Problem requirements: Format the records below as a numbered list with no blank lines, omitting the pictures.

Task input:
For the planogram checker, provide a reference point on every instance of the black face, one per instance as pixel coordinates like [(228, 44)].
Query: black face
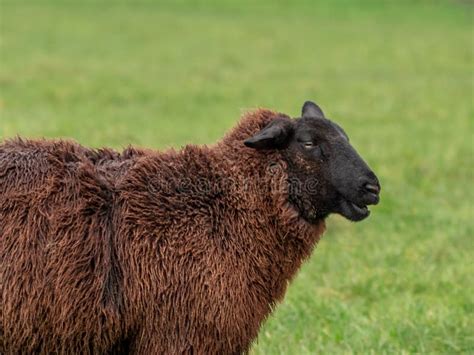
[(326, 175)]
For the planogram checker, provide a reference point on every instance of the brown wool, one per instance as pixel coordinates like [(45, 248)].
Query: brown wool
[(142, 251)]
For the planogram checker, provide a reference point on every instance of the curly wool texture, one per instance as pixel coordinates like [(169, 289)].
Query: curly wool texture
[(144, 252)]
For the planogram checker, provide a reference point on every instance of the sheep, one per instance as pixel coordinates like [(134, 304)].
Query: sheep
[(168, 252)]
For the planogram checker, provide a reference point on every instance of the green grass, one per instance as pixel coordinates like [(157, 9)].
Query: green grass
[(398, 76)]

Exercise solution:
1. For the planogram checker, provide a reference point on every instance of the black face, one per instance as pixel coordinates like [(228, 44)].
2. Query: black face
3. [(326, 175)]
4. For the planogram checker, provide a reference point on every instance of the brown wool, one per instance as pixel coordinates like [(45, 248)].
5. Query: brown wool
6. [(142, 251)]
7. For the planogram checker, provide a reference point on every instance of the curly wool texture, one per instance as pixel coordinates like [(169, 289)].
8. Query: curly wool texture
9. [(144, 252)]
10. For the planogram checker, provide a reference point on every instance of the sheep, one per instance as pixel coordinates like [(134, 304)].
11. Query: sheep
12. [(168, 252)]
13. For the planogram checker, provide a reference point on every instance of the green grass, one per instance as pixel coordinates like [(157, 9)].
14. Query: green grass
15. [(398, 76)]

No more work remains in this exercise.